**Tasks to carry out**.
A. In the passage on language and faith, what does the writer call the alphabet of the universe?
B. Duplicate word for word the part of the passage on language and faith that begins at the words "Worked out last" and ends after "News Flash ! !".
C. Write the next part of the passage on language and faith, picking up right after its final sentence.

**Passage provided**.
^^^^
Worked out last night. I was thinking about what to say about that that didn’t make me sound like an idiot and gave up. I mean, more gormless than normal. Katie joined me and Paul. So this morning I would like to talk about language, since actually using language to tell a short story seems to be beyond me.
I think I believe that everything we -can- see is somehow a gloss for a book or a piece of communication that we -can’t- see. The alphabet of the universe is the periodic table, and the grammar is the set of rules that govern how all those atoms interact. But there is a deeper grammar than that, a grammar that makes people believe in things they can’t see.
News Flash ! !
Gravity just got weirder.
Sorry, just had to throw that in. If it’s true about superstrings – and we’re just as a species starting to assemble the math to be able to come up with a question to prove it, or at least not be able to prove it untrue – then all that New Age horse puckey about vibrations, and some people vibrating on a higher plane, may just turn out to be true. Oh how the folks who worship at the concrete slab, wherein hides the spirit of reason, will wail and gnash their teeth. For I think the great moment of history is creeping up to us in dirty great rubber soled shoes, when enquiry will irrevocably prove itself the final pillar of faith. The Muslims – Muslims who have actually read the Koran instead of memorizing it – believe there is no question a human being can ask which does not lead one to a higher and more worshipful and awestruck appreciation of the creator. You cannot diminish God by trying to find out how the world is put together. It’s just not possible. I have dispensed with a personal creator as being rather untidy, although I believe you can’t diminish the creator by asking questions. There’s nothing in the Koran against science. There’s a lot of directions about how to behave, including the most sensible approach to money of all the world religions. Believe me, the world would be a better place damned near instantly if we actually followed the strictures of the Koran about money. Fat chance, of course. And like all the world’s religious tomes, the Koran suffers terribly from not having been able to predict the discovery of Ohm’s law and the invention of birth control, but that’s another issue.
^^^^
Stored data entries
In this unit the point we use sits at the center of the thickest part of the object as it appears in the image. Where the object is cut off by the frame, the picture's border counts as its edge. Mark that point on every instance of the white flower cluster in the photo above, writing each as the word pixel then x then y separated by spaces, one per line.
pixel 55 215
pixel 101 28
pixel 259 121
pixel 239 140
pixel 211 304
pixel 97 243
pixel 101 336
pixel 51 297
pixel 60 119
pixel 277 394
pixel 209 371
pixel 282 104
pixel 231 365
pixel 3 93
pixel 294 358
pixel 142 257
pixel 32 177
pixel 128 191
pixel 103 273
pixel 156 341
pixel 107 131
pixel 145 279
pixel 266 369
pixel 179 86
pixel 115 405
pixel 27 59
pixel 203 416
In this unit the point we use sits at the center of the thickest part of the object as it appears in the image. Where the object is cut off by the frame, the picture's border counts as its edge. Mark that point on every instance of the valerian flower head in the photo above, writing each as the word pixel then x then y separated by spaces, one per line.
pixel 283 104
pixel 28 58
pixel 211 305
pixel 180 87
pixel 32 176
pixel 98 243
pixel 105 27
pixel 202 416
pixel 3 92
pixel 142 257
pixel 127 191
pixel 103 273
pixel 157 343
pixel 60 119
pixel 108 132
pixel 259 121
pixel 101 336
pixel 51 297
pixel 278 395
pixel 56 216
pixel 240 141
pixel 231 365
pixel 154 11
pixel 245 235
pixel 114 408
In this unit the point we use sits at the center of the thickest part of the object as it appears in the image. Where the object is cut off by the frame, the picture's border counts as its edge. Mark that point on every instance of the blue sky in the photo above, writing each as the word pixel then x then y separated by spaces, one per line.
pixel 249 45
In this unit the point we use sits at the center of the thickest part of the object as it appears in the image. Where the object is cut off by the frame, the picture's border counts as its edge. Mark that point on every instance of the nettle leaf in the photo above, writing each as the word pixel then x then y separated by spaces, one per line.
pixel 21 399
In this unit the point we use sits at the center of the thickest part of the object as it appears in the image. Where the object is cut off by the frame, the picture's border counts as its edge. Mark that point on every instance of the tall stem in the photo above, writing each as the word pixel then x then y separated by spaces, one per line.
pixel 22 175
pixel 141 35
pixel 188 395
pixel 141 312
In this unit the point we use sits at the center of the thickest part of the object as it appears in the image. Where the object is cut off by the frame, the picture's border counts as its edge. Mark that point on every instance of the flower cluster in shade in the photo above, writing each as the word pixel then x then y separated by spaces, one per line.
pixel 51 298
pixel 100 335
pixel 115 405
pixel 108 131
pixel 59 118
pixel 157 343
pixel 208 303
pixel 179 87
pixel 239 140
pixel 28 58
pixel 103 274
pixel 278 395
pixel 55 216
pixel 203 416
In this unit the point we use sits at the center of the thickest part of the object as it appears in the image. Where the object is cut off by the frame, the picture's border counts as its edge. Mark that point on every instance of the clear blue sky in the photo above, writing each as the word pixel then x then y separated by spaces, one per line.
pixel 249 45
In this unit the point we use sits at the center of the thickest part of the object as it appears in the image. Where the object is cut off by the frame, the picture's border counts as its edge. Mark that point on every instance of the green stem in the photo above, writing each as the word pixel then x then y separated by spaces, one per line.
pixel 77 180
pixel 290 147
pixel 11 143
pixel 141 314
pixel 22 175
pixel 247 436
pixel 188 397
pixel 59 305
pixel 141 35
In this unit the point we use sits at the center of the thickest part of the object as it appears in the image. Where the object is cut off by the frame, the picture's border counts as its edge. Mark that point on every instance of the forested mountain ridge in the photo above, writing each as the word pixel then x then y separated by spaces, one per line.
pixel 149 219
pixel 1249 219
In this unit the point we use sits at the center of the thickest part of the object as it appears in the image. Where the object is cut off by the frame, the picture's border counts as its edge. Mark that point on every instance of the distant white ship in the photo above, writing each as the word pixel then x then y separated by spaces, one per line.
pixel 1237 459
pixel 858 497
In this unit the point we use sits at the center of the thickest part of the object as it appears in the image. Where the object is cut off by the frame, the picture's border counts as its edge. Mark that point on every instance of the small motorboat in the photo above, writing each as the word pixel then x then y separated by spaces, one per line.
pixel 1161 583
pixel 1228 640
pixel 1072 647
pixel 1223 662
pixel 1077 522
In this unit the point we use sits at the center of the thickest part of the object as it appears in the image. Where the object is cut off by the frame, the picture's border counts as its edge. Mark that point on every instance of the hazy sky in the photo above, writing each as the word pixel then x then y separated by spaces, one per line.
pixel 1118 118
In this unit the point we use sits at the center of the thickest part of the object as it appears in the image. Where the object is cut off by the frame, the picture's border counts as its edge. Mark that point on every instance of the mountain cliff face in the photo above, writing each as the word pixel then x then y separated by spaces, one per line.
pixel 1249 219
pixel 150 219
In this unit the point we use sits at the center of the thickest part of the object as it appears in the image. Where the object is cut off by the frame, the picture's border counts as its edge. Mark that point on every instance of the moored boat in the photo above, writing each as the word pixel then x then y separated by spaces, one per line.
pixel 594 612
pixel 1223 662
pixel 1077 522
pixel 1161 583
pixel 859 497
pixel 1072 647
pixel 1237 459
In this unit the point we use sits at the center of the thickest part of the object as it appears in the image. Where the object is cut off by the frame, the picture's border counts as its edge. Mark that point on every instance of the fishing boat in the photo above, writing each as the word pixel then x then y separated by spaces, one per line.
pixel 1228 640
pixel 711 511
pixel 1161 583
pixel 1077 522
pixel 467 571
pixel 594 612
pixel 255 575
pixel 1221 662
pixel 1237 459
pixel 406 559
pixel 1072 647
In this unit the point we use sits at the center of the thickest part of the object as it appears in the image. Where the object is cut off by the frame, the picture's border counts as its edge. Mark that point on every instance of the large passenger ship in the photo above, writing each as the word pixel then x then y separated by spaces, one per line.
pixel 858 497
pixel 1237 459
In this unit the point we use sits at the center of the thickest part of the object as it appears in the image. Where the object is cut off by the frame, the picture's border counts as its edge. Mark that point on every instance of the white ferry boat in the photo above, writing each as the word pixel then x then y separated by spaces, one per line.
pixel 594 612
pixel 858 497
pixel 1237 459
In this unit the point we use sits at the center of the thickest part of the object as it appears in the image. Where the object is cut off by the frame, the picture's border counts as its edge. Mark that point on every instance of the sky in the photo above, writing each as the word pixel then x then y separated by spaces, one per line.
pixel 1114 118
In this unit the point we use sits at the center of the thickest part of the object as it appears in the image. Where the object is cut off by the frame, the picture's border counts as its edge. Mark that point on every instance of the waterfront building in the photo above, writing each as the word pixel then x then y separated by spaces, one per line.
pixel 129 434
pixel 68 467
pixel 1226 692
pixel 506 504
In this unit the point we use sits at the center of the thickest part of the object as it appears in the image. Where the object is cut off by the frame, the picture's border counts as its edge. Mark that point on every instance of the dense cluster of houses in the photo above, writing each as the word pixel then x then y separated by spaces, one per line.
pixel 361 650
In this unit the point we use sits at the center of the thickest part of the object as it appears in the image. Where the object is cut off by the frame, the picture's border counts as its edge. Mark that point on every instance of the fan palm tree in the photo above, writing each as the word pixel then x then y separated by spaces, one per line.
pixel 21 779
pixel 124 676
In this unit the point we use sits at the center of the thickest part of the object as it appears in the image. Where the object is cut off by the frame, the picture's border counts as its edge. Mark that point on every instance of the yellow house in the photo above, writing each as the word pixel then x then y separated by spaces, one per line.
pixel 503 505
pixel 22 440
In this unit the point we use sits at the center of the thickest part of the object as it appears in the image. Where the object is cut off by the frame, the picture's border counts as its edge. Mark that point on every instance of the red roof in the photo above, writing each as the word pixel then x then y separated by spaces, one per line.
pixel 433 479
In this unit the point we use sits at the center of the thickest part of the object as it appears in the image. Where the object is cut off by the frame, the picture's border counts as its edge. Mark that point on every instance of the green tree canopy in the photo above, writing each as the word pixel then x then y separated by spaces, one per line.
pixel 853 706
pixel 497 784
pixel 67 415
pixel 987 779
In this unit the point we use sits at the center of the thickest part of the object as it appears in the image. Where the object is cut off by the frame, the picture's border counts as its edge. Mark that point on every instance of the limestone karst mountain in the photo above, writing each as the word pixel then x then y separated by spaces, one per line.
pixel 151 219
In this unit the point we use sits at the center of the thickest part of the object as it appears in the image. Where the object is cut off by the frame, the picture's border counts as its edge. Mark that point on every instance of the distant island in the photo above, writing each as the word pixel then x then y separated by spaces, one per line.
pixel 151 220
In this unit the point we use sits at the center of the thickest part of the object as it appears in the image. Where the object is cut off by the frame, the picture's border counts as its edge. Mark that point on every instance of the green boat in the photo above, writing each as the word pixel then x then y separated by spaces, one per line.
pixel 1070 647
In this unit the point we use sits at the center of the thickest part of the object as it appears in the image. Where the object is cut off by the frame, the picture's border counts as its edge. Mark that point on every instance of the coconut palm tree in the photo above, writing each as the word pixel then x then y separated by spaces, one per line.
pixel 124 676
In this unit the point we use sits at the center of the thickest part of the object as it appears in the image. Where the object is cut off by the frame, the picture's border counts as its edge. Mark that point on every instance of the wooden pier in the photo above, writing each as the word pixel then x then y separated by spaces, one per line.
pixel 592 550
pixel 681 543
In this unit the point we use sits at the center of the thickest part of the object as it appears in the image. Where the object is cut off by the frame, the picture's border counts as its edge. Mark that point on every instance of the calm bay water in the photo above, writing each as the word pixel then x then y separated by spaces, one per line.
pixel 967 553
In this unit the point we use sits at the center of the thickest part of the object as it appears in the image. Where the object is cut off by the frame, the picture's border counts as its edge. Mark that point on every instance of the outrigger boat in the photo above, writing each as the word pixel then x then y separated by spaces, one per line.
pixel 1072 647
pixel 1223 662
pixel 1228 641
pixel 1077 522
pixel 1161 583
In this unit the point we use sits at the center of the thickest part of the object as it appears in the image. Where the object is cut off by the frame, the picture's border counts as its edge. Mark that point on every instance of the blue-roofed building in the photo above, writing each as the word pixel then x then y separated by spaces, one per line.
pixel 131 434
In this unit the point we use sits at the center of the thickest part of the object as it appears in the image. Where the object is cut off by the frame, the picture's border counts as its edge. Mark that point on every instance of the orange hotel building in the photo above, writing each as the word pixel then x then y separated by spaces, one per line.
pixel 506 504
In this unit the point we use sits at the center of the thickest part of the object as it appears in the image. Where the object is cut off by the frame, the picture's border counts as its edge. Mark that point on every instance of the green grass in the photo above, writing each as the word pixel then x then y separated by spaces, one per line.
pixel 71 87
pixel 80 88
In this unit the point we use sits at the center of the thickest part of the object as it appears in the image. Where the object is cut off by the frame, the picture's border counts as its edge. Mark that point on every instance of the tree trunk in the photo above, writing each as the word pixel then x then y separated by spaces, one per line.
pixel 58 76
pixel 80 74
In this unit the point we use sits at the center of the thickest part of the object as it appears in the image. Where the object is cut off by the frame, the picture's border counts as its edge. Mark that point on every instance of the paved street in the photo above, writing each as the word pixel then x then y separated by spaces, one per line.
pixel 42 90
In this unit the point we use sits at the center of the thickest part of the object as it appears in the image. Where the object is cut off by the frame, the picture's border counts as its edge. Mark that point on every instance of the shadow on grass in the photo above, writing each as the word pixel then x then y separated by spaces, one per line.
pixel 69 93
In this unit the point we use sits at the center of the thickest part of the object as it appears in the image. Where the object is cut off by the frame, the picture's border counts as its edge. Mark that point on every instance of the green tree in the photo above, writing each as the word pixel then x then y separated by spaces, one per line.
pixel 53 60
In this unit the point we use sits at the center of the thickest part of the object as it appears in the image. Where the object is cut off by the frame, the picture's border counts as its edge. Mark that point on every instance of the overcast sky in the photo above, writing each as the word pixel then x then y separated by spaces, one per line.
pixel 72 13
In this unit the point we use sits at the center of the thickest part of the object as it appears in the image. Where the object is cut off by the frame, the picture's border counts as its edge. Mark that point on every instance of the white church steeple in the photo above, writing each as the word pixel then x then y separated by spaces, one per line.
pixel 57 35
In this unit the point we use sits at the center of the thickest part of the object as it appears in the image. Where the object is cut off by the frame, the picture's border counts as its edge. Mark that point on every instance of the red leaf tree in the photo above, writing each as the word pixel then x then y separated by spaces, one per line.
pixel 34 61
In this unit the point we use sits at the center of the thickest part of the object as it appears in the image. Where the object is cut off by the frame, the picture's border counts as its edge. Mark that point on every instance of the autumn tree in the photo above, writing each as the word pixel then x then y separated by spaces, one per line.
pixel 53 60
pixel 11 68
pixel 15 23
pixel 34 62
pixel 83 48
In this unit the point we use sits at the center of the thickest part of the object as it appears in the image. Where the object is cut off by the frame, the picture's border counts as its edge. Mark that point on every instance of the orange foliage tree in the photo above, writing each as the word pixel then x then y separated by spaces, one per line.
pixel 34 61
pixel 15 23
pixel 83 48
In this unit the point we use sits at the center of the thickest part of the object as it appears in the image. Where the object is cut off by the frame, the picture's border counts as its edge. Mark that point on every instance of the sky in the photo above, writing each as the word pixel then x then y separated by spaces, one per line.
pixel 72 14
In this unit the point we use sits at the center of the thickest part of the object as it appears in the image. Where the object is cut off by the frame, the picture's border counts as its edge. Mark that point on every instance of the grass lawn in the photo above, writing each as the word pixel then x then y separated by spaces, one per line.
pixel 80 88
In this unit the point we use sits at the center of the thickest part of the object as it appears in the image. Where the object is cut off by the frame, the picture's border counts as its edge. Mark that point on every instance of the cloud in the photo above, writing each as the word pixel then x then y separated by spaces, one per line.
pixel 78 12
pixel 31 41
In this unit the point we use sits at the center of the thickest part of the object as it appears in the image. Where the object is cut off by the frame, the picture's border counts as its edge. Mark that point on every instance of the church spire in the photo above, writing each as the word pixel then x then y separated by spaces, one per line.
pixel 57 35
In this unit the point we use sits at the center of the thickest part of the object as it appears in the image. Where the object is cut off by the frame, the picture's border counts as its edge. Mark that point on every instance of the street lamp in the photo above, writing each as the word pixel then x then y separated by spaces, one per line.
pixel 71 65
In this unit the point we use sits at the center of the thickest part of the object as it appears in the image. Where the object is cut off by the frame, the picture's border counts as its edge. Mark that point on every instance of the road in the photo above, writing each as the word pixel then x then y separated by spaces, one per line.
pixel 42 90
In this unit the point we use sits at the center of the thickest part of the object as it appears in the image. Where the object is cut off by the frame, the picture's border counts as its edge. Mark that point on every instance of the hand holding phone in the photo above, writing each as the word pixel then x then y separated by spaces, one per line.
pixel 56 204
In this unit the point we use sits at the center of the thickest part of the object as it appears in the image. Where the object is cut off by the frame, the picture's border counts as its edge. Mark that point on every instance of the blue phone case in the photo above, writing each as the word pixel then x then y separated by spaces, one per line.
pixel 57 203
^^^^
**Task results**.
A. The periodic table.

B.
Worked out last night. I was thinking about what to say about that that didn’t make me sound like an idiot and gave up. I mean, more gormless than normal. Katie joined me and Paul. So this morning I would like to talk about language, since actually using language to tell a short story seems to be beyond me.
I think I believe that everything we -can- see is somehow a gloss for a book or a piece of communication that we -can’t- see. The alphabet of the universe is the periodic table, and the grammar is the set of rules that govern how all those atoms interact. But there is a deeper grammar than that, a grammar that makes people believe in things they can’t see.
News Flash ! !

C.
The Hindus believe that there could be a billion billion people, and each worshipping a different face of the divine, and different faces yet would obtain.
Devout Christians believe that bats are birds, because the Bible tells them so. And when they are asked why the New Testament goes into Joseph’s ancestry in such great detail when he had nothing to do with Jesus in a biological sense, they all look like they’ve hit a door, and then tell me they’ll have to ask the pastor about that one. I’m mean – I send them to a website called Biblical Errancy and say that can’t properly call themselves Christians until they’ve worked through all the logical objections to the Bible. Really, if you’ve swallowed a heffalump, why strain at a tobacco horn worm? I think I’d RATHER eat a heffalump, they’re imaginary. Can’t possibly give you heartburn. Wonder what the caloric and food value of a tobacco horn worm is? Truly, my mind is a wonderful thing, and it always leads back to questions no sane human would see fit to ask. I mean, could I live on tobacco horn worms? Never Cry Hornworm, next up on the Discovery Channel.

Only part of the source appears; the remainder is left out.